Where "gray" appears in a line of the entries below, that line should be copied.

DATA RECORDS Block Start

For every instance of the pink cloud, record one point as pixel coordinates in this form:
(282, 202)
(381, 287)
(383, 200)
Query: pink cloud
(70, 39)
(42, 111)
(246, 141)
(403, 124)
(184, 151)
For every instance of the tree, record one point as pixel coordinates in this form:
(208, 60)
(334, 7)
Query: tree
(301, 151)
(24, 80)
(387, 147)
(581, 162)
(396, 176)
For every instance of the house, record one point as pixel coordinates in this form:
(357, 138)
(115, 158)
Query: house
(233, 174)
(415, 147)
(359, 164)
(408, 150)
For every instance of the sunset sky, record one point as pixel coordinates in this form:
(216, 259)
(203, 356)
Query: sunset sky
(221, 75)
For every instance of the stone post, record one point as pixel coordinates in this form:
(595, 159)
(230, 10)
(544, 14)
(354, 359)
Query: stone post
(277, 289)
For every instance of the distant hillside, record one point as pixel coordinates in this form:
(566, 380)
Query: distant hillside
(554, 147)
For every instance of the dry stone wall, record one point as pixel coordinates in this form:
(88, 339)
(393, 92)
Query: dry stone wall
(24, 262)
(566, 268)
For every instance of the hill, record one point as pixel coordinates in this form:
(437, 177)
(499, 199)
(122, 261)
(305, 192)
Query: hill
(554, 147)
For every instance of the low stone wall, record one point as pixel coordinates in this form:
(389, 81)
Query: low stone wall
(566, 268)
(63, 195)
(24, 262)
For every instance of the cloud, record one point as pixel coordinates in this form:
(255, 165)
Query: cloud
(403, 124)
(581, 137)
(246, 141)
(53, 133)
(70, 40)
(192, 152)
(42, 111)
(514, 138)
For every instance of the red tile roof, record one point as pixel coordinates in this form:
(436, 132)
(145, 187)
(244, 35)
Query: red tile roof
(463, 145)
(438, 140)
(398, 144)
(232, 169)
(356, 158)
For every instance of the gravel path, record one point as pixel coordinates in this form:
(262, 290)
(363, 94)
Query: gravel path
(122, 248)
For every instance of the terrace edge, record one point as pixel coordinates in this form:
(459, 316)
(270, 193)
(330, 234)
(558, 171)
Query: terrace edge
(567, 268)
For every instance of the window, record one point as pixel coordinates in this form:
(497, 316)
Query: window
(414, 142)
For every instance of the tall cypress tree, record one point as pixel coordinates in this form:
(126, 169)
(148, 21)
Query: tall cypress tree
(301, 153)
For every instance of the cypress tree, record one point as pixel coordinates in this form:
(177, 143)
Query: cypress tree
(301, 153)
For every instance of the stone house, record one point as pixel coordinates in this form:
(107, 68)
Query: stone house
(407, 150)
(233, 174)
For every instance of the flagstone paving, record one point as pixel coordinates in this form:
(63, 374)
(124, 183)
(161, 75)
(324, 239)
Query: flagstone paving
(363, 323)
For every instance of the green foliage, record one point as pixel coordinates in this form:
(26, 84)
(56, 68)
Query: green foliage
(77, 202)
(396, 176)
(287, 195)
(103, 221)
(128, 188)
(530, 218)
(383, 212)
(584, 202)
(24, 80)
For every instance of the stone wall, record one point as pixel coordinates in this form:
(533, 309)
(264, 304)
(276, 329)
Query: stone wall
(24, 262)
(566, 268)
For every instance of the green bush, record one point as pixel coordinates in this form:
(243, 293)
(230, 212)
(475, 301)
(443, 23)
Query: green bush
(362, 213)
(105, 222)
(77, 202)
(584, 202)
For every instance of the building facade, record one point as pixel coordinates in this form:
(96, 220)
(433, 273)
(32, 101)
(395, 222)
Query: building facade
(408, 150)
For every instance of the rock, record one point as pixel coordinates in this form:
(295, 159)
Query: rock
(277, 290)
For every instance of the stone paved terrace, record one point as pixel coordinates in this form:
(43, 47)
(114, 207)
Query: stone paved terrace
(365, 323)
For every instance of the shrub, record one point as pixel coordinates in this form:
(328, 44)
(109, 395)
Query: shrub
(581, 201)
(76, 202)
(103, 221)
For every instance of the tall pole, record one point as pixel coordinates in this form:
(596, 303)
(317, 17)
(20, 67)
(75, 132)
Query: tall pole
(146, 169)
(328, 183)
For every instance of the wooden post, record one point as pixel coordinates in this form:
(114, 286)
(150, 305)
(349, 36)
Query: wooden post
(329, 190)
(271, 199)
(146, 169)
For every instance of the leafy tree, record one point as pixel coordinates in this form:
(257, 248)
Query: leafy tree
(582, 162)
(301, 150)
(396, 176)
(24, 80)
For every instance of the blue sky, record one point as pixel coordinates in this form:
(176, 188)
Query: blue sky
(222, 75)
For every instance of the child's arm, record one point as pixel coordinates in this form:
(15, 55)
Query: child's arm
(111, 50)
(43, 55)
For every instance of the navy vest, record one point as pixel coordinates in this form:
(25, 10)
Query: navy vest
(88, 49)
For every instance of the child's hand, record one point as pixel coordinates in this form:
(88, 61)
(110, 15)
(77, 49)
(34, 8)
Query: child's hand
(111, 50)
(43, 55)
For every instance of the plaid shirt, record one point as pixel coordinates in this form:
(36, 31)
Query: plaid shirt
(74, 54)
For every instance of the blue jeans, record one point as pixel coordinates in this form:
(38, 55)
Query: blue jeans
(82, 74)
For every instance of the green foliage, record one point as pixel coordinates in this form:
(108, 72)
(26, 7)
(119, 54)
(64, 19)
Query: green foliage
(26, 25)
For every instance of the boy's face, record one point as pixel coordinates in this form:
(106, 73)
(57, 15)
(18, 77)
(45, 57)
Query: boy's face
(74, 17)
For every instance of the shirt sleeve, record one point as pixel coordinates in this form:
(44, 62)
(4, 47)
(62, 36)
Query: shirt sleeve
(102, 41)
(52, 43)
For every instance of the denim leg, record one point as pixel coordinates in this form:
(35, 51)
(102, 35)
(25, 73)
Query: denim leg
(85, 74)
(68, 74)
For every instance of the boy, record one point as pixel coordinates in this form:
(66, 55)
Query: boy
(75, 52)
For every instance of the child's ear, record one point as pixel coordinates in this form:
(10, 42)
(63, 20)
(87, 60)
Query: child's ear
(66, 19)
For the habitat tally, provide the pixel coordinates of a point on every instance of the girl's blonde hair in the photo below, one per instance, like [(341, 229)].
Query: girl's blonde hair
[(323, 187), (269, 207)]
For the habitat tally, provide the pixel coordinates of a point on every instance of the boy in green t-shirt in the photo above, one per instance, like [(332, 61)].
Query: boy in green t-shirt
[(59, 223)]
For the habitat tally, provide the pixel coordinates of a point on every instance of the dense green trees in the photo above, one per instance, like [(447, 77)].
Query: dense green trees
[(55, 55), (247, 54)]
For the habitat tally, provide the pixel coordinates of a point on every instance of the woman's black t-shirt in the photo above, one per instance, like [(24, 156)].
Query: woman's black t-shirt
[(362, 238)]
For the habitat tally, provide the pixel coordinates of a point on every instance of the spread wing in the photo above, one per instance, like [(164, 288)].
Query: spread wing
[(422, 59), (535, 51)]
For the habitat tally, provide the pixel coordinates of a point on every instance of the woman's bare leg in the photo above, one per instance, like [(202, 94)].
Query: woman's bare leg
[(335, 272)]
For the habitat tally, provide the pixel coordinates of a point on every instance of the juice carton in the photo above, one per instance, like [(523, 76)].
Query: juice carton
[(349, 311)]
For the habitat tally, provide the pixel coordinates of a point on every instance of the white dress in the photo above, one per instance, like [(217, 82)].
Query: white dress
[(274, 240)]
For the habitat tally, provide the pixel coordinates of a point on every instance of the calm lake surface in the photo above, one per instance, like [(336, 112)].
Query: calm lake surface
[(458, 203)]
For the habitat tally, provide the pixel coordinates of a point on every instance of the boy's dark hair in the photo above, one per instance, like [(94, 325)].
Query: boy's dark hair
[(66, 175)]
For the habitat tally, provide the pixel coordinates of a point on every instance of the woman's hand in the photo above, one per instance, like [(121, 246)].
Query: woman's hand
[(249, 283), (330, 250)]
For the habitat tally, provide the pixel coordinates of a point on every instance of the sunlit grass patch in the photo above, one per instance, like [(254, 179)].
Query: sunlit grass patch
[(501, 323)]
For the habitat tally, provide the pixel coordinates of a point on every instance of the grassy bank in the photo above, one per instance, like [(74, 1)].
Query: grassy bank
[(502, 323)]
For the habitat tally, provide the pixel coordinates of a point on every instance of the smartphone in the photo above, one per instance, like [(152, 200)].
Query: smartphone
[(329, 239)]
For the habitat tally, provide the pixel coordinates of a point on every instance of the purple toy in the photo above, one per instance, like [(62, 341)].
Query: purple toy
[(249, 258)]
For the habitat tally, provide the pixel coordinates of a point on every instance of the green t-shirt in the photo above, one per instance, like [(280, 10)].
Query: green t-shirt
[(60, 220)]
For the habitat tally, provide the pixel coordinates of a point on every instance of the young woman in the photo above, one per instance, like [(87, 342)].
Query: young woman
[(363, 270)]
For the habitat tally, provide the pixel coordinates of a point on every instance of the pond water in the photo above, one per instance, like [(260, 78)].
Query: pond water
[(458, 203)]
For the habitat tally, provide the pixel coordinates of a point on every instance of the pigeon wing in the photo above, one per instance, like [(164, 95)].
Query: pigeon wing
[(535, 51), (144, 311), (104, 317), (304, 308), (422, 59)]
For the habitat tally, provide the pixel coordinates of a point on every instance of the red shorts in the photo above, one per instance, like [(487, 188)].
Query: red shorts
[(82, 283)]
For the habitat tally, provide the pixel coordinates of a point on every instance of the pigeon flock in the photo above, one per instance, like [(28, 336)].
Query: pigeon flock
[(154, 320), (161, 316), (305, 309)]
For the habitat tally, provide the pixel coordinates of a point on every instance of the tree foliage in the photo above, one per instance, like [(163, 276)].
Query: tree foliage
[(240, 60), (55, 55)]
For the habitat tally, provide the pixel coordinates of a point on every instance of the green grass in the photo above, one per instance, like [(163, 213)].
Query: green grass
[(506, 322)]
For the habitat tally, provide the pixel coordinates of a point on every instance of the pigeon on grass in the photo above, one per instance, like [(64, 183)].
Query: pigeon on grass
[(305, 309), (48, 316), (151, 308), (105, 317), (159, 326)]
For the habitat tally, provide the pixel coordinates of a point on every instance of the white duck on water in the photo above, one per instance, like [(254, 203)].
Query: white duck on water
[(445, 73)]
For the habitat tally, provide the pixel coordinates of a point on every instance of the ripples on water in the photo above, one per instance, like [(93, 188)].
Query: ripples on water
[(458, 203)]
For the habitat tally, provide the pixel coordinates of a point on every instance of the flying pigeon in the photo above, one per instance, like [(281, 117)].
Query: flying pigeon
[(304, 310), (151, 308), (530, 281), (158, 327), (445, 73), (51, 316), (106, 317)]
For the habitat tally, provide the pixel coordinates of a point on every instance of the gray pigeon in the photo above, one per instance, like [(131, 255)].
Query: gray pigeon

DATA RECORDS Block End

> ANSWER SECTION
For the habitat tally, provide the pixel coordinates of a point on every instance of the gray pigeon in the photo above, one per instance, like [(131, 255)].
Query: gray pigeon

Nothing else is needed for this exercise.